> _TASK DIRECTIONS_: Your answer should be the full set of records, printed exactly as they stand.

Natural language region descriptions
****************************************

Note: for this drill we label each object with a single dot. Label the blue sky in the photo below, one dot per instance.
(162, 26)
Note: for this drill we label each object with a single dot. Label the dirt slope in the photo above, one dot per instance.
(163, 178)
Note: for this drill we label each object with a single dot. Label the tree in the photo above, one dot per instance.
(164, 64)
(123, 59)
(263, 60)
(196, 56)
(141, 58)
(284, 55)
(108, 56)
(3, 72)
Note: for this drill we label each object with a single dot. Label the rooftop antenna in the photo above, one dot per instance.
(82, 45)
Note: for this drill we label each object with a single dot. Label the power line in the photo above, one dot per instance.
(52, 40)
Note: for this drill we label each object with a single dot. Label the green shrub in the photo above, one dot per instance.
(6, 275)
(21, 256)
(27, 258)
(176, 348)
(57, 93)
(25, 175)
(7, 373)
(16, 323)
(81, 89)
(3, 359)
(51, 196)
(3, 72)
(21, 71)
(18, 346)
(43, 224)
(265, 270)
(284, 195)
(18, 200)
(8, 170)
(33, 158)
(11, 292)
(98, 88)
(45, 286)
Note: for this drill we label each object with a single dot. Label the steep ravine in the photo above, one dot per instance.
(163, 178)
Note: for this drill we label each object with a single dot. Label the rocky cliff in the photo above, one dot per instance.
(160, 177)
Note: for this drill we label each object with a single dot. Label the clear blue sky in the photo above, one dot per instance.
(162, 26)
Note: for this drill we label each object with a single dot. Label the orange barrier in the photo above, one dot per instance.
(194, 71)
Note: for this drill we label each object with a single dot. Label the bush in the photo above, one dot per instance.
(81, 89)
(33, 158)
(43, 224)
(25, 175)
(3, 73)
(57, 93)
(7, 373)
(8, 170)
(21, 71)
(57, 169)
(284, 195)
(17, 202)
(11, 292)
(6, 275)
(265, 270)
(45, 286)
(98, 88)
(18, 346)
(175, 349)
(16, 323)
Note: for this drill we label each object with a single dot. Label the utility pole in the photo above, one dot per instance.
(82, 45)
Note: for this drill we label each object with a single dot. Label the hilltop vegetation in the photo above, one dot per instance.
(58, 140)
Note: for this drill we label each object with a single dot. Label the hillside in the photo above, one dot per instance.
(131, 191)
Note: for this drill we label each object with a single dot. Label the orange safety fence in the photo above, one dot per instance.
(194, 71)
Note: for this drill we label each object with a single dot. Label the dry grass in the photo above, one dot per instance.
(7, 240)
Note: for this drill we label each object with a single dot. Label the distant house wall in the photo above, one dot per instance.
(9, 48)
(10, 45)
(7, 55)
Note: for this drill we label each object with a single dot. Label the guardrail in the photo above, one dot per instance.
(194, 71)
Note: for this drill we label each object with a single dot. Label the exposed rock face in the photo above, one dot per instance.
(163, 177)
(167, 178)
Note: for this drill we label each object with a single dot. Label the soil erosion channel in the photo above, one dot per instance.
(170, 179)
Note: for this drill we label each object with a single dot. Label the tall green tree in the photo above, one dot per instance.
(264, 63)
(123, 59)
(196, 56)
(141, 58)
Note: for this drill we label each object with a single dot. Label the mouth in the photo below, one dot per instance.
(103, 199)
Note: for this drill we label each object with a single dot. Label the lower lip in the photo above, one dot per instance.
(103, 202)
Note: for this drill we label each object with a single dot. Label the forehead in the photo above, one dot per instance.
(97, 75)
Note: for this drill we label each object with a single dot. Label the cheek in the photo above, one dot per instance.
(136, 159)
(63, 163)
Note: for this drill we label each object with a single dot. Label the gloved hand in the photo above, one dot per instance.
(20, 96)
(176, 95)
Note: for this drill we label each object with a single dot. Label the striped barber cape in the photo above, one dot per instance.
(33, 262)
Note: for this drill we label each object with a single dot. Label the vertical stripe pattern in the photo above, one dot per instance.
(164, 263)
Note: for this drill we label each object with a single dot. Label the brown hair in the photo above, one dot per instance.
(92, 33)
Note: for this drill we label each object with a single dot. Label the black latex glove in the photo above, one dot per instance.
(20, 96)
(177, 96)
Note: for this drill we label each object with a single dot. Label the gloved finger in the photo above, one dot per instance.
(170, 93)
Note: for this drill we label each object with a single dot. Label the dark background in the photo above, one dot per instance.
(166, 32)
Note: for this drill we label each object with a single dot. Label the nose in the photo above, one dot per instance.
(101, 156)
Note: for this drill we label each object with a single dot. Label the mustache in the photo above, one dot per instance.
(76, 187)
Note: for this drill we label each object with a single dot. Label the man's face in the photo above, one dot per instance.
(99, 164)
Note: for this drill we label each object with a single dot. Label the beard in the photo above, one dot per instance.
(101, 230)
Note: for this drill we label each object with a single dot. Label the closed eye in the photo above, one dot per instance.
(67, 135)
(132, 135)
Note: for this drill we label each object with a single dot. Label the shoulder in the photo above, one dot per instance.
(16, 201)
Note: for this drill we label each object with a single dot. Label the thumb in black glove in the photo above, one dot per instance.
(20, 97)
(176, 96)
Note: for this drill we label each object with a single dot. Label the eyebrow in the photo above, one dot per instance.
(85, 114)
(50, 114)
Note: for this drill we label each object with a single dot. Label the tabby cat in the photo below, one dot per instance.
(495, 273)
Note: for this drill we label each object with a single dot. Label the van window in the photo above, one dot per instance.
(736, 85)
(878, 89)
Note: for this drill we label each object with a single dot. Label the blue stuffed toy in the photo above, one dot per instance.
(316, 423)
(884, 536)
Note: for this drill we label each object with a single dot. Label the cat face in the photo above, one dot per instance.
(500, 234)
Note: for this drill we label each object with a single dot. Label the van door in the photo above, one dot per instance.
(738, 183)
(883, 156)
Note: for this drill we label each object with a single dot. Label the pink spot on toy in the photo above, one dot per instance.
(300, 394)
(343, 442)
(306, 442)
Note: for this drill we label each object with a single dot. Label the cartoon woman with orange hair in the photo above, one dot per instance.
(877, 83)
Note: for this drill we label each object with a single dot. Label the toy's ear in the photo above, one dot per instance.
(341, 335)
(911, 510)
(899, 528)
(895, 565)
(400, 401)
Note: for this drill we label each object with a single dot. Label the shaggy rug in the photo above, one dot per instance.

****************************************

> _WRITTEN RESPONSE_:
Note: for this drill we label each object with a single dot. Label the blue sky in the photo below, one dot per instance.
(162, 26)
Note: for this drill we label each object with a single dot. Label the dirt slope in the photo above, one dot per instance.
(163, 178)
Note: for this drill we label each object with a single dot. Label the tree in the photo above, one dot per instance.
(164, 64)
(123, 59)
(263, 60)
(196, 56)
(141, 58)
(284, 55)
(108, 56)
(3, 72)
Note: for this drill we label each object with a single dot. Label the rooftop antenna in the photo above, one dot per instance.
(82, 45)
Note: for this drill we label each object with a single dot. Label the power line in the photo above, one dot per instance.
(52, 40)
Note: for this drill we label each object with a single dot. Label the green shrub in the photo above, one dot per instance.
(6, 275)
(21, 256)
(27, 258)
(176, 348)
(57, 93)
(25, 175)
(7, 373)
(16, 323)
(81, 89)
(3, 359)
(51, 196)
(3, 72)
(21, 71)
(18, 346)
(43, 224)
(265, 270)
(284, 195)
(18, 200)
(8, 170)
(33, 158)
(11, 292)
(98, 88)
(45, 286)
Note: for this drill we label each object with a single dot. Label the steep ravine in the photo above, one dot per instance.
(163, 178)
Note: for this drill we label each object with a single dot. Label the rocky cliff in the photo above, one dot per instance.
(160, 177)
Note: for this drill we label each object with a single dot. Label the clear blue sky in the photo above, one dot per instance.
(162, 26)
Note: for this drill we label each object with a single dot. Label the orange barrier in the photo above, one dot per instance.
(194, 71)
Note: for this drill we label each object with a single dot. Label the bush in the photo above, one dot per instance.
(81, 89)
(33, 158)
(43, 224)
(25, 175)
(3, 73)
(57, 93)
(7, 373)
(8, 170)
(21, 71)
(57, 169)
(284, 195)
(17, 202)
(11, 292)
(6, 275)
(265, 270)
(45, 286)
(98, 88)
(18, 346)
(175, 349)
(16, 323)
Note: for this drill we label each object with a single dot. Label the utility pole in the photo above, one dot per instance.
(82, 45)
Note: for this drill we label each object with a single dot. Label the hilltop vegetation in the photo above, one dot per instance.
(58, 140)
Note: for this drill we label each object with a single dot. Label the hillside in the photo above, one dot per instance.
(131, 191)
Note: for this drill we label each object with a single dot. Label the orange safety fence in the photo above, one dot per instance.
(194, 71)
Note: for this drill we label each object with a single dot. Label the dry grass in the photo above, one dot per instance.
(7, 240)
Note: for this drill we label each object with a single dot. Label the distant house wall in the photo above, one dot per instance.
(9, 48)
(10, 45)
(7, 55)
Note: for this drill we label each object with a single dot. Label the guardrail in the photo above, one dot per instance.
(194, 71)
Note: for this drill we label each object with a single dot. Label the exposed rock face in the photo above, one dot per instance.
(163, 177)
(167, 178)
Note: for this drill we label each object with a single dot. Label the soil erosion channel in the photo above, one dot per instance.
(170, 179)
Note: for this drill we label each object with a single dot. Label the tall green tree in the photo above, one dot per instance.
(264, 63)
(123, 59)
(196, 56)
(141, 58)
Note: for this drill we label each object with a single dot. Label the mouth in the photo below, one dot per instance.
(103, 199)
Note: for this drill we label each object with a single dot. Label the lower lip in the photo above, one dot per instance.
(103, 202)
Note: for this drill we label each object with a single dot. Label the forehead in the photo above, one dot per instance.
(97, 75)
Note: for this drill we label each object with a single dot. Label the cheek in the photo above, one dot per instance.
(136, 159)
(63, 163)
Note: for this drill we label each object with a single dot. Label the gloved hand in the photo above, one dot per instance.
(20, 96)
(176, 95)
Note: for this drill we label each object with a single dot. Label the striped barber cape in the photo above, one dot per instance.
(33, 262)
Note: for this drill we label each object with a single dot. Label the vertical stripe pattern in the photo above, one dot per instance.
(164, 263)
Note: for this drill we label each object with a single dot. Label the brown hair in the photo above, one dot per instance.
(92, 33)
Note: for this drill we label each object with a single dot. Label the black latex glove in the photo above, one dot per instance.
(20, 96)
(177, 96)
Note: for this drill we label each object with a single dot. Label the gloved finger in the photo above, one dot per instance.
(170, 93)
Note: for this drill we label each object with a single dot. Label the dark background in the photo above, one dot per instance.
(166, 32)
Note: for this drill we label each object with a single dot. Label the nose in the photo above, one dot per instance.
(101, 156)
Note: for this drill we label each object with a single dot. Label the mustache in the photo above, one dot per instance.
(76, 187)
Note: for this drill we label each object with a single dot. Label the man's face in the photo above, one dot per instance.
(99, 164)
Note: for this drill we label each object with a single dot. Label the beard in the photo above, one dot per instance.
(101, 230)
Note: for this drill we label each object with a single dot. Label the closed eye in the photo above, one dot per instance.
(67, 135)
(132, 135)
Note: for this drill we label each object with a single dot. Label the shoulder in the photo above, one dot per instance.
(16, 201)
Note: for this drill we label each object with a single dot. Label the thumb in black glove in the photo above, one dot per instance.
(20, 97)
(176, 96)
Note: for this drill we label each object with a single dot. Label the eyebrow in the photo above, one dot per instance.
(85, 114)
(50, 114)
Note: for this drill we label each object with a single dot. Label the tabby cat in the photo below, one dot per instance.
(495, 273)
Note: for this drill we label each object with a single dot. Label the van window in the photo above, one dot per instance.
(736, 85)
(878, 89)
Note: for this drill we label each object with a single dot. Label the blue stuffed toy in the photo above, one dot per instance.
(316, 423)
(884, 536)
Note: for this drill we label each object with a single dot. Label the cat face in the photo above, one dot per instance.
(500, 234)
Note: for this drill we label each object with a single dot. Label the van door in the photo above, one dot per instance.
(738, 183)
(883, 156)
Note: for this drill we label each object with a single dot. Label the pink spot on toy in the photo above, one dot per instance.
(300, 394)
(343, 442)
(306, 442)
Note: for this drill we label each object with a single dot. Label the cartoon woman with orange hair in the photo above, one dot per instance.
(877, 83)
Note: for this drill we label each object with a single dot. Label the toy's ear in the photo above, one dot per instance.
(341, 335)
(911, 510)
(899, 528)
(895, 565)
(400, 401)
Note: for this drill we label each object with a single dot. Label the shaggy rug in the photo above, one dot per instance.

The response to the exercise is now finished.